→ TEXT EXTRACT
□ □ □ □ □ □ □

Animals
1:57 pm
Tue April 24, 2012

A Bug's Life: Store Caters To Collectors Of Crawly Pets

Originally published on Tue April 24, 2012 3:49 pm

If you're the kind of person who screams at the sight of an insect or spider — or worse, steps on it — then a new store in Tucson, Ariz., might not be the best place for you to pick up a new family pet.

Owner Ken "The Bug Guy" MacNeil says his store is the only retail pet shop in the country devoted to insects and other arthropods. Judging from the recent opening day crowd at the store, plenty of people think the critters make great pets.

"I love bugs, and I love looking for them in nature," says Andrew Olson, an opening day visitor. "I love watching my bugs at home, so I'm a dyed-in-the-wool bug nerd."

Olson says he and his brother have about 150 pet bugs, and we're not talking the traditional ant farm — which the store does sell. The store caters to those interested in tarantulas, centipedes, scorpions and the infamous hissing Madagascar cockroach.

MacNeil says that if there's a critter he can get, he'll get it, as long as it's legal. "Right now I've got some snails out back and I'm waiting for the USDA to come by and make sure we can sell them," he says.

□ □ □ □ □ □ □

→ DATA PROVIDED
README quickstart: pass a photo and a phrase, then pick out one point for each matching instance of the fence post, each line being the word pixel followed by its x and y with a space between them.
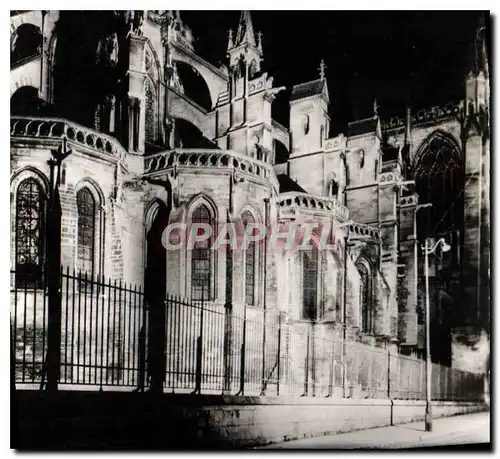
pixel 242 355
pixel 279 354
pixel 199 354
pixel 306 368
pixel 54 273
pixel 389 374
pixel 228 321
pixel 263 390
pixel 332 369
pixel 227 346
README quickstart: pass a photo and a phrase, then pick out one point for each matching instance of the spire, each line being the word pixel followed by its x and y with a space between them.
pixel 376 117
pixel 481 51
pixel 245 33
pixel 408 126
pixel 322 68
pixel 375 108
pixel 259 41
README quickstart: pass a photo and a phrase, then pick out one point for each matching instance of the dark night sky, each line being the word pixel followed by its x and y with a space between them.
pixel 416 56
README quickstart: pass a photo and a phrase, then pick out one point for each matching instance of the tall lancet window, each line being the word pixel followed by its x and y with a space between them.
pixel 201 259
pixel 250 262
pixel 86 230
pixel 365 301
pixel 439 181
pixel 310 283
pixel 151 117
pixel 29 233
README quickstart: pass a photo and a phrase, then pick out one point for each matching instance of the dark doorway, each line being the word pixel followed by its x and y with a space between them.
pixel 155 286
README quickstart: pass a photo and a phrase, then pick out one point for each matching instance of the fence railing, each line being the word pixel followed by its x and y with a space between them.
pixel 106 341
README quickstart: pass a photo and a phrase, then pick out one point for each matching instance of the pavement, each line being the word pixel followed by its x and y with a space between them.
pixel 463 430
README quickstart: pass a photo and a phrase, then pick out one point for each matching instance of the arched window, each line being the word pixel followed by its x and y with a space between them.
pixel 250 263
pixel 310 281
pixel 201 259
pixel 26 42
pixel 86 230
pixel 439 181
pixel 339 292
pixel 365 301
pixel 333 188
pixel 30 233
pixel 305 124
pixel 151 118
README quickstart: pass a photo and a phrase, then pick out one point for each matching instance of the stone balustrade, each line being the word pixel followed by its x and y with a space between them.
pixel 432 114
pixel 58 128
pixel 360 229
pixel 293 200
pixel 205 158
pixel 411 200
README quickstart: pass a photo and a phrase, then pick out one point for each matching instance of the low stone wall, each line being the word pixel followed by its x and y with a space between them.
pixel 77 419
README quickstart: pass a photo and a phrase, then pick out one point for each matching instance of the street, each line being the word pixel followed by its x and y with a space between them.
pixel 457 430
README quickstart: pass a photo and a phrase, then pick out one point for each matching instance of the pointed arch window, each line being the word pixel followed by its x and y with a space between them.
pixel 439 181
pixel 151 121
pixel 86 206
pixel 333 189
pixel 201 259
pixel 365 301
pixel 30 233
pixel 250 263
pixel 311 278
pixel 305 124
pixel 339 292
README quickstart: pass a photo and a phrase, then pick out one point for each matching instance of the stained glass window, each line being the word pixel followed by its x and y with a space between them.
pixel 30 228
pixel 201 259
pixel 310 284
pixel 439 181
pixel 365 299
pixel 86 230
pixel 151 131
pixel 339 298
pixel 250 260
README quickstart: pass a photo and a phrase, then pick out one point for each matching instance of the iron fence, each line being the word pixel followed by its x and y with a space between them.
pixel 105 340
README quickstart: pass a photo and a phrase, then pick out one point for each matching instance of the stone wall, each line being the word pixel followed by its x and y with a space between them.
pixel 140 420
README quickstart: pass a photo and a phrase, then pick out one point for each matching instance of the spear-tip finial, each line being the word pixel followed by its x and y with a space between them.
pixel 322 68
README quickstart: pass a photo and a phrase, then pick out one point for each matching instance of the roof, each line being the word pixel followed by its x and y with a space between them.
pixel 311 88
pixel 287 184
pixel 362 127
pixel 389 152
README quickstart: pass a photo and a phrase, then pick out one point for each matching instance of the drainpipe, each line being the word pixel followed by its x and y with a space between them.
pixel 344 321
pixel 264 302
pixel 42 52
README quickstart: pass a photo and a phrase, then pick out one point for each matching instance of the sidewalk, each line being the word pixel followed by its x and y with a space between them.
pixel 457 430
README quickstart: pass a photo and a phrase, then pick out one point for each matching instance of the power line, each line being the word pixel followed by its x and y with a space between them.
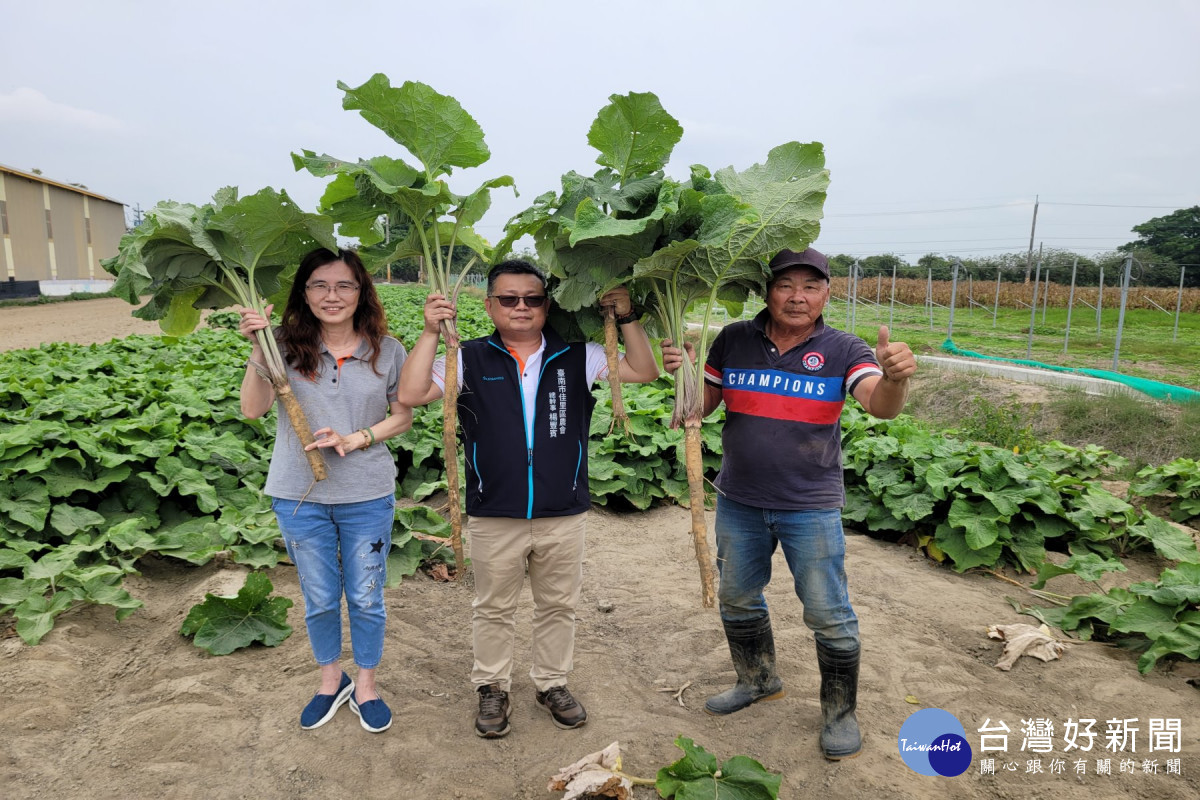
pixel 1111 205
pixel 892 214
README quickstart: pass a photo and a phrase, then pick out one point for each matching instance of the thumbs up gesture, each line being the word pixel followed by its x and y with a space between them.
pixel 895 358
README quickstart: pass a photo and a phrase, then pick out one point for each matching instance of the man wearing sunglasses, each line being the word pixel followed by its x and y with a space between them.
pixel 525 405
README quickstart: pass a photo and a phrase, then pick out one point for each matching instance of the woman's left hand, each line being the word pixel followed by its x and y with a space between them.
pixel 341 444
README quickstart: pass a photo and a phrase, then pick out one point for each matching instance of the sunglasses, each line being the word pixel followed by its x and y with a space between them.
pixel 510 301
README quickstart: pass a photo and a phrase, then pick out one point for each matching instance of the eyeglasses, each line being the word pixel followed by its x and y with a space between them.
pixel 342 288
pixel 510 301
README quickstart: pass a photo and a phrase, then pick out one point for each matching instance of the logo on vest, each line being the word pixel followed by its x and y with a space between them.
pixel 813 361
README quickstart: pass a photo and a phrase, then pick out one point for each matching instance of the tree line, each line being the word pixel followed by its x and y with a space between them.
pixel 1163 245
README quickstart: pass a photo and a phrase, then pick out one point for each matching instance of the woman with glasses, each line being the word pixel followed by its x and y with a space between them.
pixel 345 371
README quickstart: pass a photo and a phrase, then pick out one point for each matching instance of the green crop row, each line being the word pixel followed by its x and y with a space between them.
pixel 111 452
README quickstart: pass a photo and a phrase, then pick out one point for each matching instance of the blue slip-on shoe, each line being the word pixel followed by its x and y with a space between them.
pixel 322 708
pixel 373 715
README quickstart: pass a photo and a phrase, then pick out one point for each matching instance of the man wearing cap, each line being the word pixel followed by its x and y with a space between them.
pixel 784 378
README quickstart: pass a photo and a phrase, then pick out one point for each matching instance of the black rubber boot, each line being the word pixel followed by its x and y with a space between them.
pixel 839 697
pixel 753 649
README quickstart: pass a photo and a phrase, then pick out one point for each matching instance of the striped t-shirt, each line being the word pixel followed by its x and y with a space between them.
pixel 783 433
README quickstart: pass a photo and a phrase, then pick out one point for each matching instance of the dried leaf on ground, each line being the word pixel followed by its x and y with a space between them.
pixel 1021 639
pixel 594 775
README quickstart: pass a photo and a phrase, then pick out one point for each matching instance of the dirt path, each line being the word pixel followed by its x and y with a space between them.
pixel 106 709
pixel 133 710
pixel 82 322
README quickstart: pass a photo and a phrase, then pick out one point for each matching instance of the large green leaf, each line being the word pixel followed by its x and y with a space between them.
pixel 35 614
pixel 1168 541
pixel 25 500
pixel 431 126
pixel 1087 566
pixel 634 134
pixel 696 776
pixel 221 625
pixel 1183 639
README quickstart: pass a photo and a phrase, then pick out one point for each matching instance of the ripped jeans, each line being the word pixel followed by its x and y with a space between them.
pixel 341 548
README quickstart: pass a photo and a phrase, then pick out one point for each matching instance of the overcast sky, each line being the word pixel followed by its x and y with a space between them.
pixel 941 120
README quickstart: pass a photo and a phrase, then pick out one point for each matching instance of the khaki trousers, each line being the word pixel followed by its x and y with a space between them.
pixel 501 552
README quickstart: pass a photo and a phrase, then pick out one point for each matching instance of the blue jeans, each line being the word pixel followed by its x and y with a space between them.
pixel 815 548
pixel 341 548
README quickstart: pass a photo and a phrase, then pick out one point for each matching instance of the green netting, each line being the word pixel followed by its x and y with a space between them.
pixel 1156 389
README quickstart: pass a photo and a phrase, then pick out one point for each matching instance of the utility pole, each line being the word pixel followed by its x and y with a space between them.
pixel 1033 229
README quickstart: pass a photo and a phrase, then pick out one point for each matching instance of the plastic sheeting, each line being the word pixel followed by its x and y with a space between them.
pixel 1156 389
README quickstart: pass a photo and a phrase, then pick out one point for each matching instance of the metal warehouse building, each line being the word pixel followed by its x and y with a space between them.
pixel 55 234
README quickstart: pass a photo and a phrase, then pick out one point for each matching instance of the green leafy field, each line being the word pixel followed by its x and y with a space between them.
pixel 112 452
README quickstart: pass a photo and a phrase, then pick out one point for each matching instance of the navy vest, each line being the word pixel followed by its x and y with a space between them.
pixel 508 476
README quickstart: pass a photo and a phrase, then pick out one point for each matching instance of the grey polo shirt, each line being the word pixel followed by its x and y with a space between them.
pixel 346 397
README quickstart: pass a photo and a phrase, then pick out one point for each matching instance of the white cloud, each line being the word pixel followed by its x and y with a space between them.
pixel 24 104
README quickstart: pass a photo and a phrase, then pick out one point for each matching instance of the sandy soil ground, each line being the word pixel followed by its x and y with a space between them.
pixel 83 322
pixel 106 709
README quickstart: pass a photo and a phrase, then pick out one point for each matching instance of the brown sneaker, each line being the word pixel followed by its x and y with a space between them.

□ □ □ □ □ □ □

→ TASK BRIEF
In the article on the Tucson bug store, about how many pet bugs do Andrew Olson and his brother have? The entries are not needed here.

→ COMPLETE ANSWER
About 150.